> _Given request 1_: Return the passage of the autoencoders text starting at "Apparently by stacking" and ending at "traditional stacked autoencoders.", word for word.

Once upon a time we were browsing machine learning papers and software. We were interested in autoencoders and found a rather unusual one. It was called marginalized Stacked Denoising Autoencoder and the author claimed that it *preserves the strong feature learning capacity of Stacked Denoising Autoencoders, but is orders of magnitudes faster.* We like all things fast, so we were hooked.

### About autoencoders

Wikipedia says that *an autoencoder is an artificial neural network and its aim is to learn a compressed representation for a set of data. This means it is being used for dimensionality reduction*. In other words, an autoencoder is a neural network meant to replicate the input. It would be trivial with a big enough number of units in a hidden layer: the network would just find an identity mapping. Hence dimensionality reduction: a hidden layer size is typically smaller than input layer.

mSDA is a curious specimen: it is not a neural network and it doesn’t reduce dimensionality of the input. Why use it, then? For denoising. mSDA is a stack of mDA’s, which are linear denoisers. mDA takes a matrix of observations, makes it noisy and finds optimal weights for a linear transformation to reconstruct the original values. A linear closed form solution is the secret of speed and the reason why data dimensionality must stay the same.

Apparently by stacking a few of those denoisers you can get better results. To achieve non-linear encoding, output of each layer is filtered through *tanh* function. This is faster than optimizing weights which have already been filtered, as in back-propagation (in case you don’t know, back propagation tends to be slow, especially in multi-layer architectures). Slowness is the Achilles’ heel of traditional stacked autoencoders.

(Data items)
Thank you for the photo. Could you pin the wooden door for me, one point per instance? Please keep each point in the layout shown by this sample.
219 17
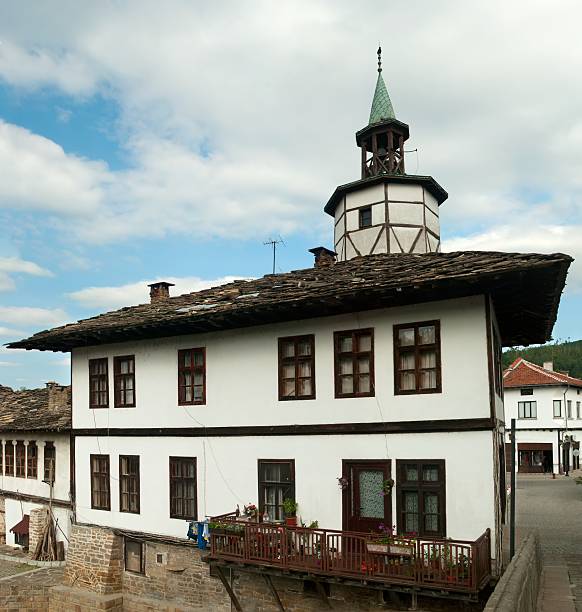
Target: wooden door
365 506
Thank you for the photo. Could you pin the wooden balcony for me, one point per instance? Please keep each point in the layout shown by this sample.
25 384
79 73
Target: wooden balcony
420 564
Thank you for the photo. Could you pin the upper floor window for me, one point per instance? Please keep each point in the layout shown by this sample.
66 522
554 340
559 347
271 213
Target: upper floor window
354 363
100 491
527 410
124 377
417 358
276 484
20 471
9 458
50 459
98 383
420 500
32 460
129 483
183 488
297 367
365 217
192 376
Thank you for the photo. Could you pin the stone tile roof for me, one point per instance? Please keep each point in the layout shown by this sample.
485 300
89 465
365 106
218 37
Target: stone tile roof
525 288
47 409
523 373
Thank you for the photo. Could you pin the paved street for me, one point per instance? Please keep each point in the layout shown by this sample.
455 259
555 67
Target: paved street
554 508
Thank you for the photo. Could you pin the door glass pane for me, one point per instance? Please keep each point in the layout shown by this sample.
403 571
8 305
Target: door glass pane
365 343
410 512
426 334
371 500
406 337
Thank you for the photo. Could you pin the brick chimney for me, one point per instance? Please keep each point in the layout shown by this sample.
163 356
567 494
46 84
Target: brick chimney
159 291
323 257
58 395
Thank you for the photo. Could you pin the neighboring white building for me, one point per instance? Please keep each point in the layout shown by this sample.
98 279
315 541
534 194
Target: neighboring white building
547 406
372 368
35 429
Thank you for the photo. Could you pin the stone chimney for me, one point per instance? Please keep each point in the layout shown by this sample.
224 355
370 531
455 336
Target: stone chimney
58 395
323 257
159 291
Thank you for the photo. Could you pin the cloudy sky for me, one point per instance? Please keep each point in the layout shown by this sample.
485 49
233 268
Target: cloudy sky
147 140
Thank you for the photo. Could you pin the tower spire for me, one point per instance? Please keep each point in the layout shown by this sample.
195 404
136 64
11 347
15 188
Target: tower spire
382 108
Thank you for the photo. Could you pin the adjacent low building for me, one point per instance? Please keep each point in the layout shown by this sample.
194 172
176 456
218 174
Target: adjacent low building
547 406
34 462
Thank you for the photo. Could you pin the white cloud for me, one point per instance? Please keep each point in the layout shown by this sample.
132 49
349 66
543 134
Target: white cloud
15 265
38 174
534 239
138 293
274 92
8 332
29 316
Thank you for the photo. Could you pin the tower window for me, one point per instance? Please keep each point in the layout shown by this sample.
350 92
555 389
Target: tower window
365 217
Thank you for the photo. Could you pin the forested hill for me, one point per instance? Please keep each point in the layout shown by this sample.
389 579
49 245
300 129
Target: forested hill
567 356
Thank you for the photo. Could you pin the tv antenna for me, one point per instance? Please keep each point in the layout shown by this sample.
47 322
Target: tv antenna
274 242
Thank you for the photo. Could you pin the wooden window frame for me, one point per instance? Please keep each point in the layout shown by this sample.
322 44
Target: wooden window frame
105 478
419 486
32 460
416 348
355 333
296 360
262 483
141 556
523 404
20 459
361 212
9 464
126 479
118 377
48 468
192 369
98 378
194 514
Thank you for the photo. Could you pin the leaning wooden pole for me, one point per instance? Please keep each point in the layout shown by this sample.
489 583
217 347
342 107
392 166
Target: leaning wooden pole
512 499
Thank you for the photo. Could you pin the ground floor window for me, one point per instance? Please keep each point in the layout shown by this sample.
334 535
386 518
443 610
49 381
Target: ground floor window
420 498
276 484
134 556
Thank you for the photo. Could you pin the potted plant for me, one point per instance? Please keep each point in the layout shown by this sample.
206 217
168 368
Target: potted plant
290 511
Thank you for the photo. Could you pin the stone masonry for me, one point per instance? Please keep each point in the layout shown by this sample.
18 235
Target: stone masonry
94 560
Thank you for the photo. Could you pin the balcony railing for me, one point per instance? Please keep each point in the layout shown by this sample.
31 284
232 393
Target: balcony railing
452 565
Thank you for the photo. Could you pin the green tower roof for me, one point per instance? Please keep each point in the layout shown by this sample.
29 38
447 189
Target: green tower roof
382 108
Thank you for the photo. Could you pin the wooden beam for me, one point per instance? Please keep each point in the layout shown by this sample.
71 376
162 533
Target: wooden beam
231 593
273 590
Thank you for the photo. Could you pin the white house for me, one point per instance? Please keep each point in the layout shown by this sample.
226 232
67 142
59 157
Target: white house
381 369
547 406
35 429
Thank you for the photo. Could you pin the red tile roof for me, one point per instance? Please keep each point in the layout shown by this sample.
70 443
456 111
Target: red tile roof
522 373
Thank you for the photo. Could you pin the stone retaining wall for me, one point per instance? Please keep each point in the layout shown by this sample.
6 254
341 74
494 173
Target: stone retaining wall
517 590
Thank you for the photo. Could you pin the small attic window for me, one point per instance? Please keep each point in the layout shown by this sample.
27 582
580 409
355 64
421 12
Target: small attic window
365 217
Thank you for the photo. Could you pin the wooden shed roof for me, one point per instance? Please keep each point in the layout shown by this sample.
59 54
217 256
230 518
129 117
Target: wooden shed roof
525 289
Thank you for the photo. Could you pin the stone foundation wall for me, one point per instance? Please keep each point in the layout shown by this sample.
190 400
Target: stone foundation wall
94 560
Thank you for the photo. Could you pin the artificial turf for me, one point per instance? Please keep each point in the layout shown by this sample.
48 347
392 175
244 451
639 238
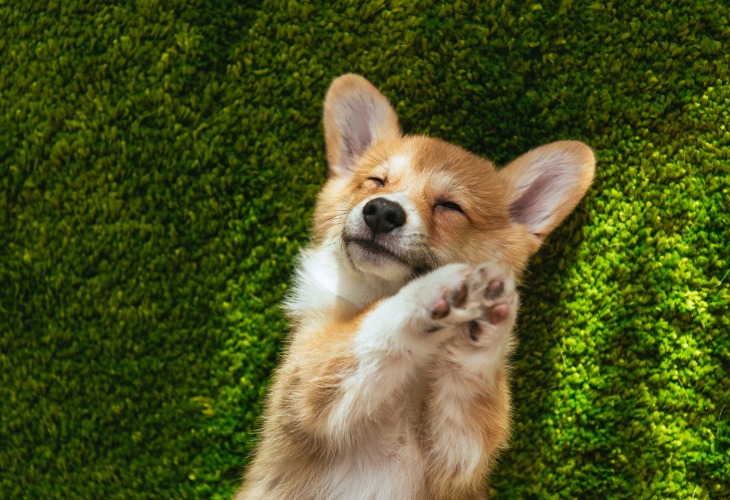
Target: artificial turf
...
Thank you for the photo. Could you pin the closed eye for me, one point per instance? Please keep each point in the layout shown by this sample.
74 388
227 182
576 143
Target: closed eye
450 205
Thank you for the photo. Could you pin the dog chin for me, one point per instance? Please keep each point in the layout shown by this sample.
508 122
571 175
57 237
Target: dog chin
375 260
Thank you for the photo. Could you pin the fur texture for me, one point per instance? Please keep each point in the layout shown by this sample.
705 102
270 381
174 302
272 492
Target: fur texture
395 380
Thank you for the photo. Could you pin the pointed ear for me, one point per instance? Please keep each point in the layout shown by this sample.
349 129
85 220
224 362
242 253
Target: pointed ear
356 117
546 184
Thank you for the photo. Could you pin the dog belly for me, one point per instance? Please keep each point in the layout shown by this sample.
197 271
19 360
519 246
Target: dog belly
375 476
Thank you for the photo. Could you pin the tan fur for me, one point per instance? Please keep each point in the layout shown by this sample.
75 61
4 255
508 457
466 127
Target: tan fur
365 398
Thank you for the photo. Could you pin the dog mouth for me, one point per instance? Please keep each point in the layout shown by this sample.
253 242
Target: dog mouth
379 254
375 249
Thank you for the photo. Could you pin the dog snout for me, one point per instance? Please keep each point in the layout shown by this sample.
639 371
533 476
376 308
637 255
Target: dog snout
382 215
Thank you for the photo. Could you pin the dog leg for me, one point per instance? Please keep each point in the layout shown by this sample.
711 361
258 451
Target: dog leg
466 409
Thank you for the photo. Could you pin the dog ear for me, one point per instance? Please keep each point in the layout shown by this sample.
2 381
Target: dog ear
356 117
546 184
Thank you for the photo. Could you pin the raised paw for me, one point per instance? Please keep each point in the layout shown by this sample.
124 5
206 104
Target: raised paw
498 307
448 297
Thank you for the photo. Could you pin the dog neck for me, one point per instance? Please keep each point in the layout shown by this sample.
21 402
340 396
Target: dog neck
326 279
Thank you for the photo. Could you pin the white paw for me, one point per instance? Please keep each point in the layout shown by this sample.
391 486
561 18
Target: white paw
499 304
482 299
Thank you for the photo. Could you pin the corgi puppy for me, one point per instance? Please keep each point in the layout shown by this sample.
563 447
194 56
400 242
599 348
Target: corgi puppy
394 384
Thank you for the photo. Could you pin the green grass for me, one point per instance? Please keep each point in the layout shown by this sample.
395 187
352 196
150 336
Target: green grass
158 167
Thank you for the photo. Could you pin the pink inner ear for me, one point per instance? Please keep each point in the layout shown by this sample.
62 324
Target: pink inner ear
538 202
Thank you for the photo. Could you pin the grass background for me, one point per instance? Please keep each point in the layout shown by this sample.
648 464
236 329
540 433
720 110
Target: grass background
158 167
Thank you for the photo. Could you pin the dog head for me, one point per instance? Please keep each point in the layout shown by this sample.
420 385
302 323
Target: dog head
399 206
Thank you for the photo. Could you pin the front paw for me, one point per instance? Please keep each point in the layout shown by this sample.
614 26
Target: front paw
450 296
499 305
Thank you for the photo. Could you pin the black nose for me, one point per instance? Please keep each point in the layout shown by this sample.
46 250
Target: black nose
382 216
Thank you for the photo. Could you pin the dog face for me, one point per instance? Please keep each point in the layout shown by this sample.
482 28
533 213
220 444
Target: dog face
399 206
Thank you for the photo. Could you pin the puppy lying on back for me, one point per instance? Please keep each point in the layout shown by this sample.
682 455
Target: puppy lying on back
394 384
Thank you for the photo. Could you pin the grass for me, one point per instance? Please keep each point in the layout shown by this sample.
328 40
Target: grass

> _Given request 2_: Which lines of the records contain the string "window"? Report each such line in full, treating case as significant.

> _Written reply 1_:
Apparently by stacking a few of those denoisers you can get better results. To achieve non-linear encoding, output of each layer is filtered through *tanh* function. This is faster than optimizing weights which have already been filtered, as in back-propagation (in case you don’t know, back propagation tends to be slow, especially in multi-layer architectures). Slowness is the Achilles’ heel of traditional stacked autoencoders.

> _Written reply 2_:
Thank you for the photo. Could you pin the upper floor window for me, one point per instance? Please keep each point in the layout shown by this sample.
Target: upper floor window
Thank you for the photo. Could you pin the tower window for me, one point per instance? Please keep each point in the layout shown by this sample.
Target: tower window
Thank you for the photo. Could you pin the wooden window frame for me, one point per instance? Please keep each point in the layout shown by this sample.
Target: wooden window frame
Thank you for the photo. Could you pin the ground floor window for me, one point per instance? Please keep each point in the layout shown by this sample.
Target: ground floor window
Thank you for the photo. Could you pin the small attic window for me, one point per instance? Please keep each point in the layout shown by this sample.
Target: small attic window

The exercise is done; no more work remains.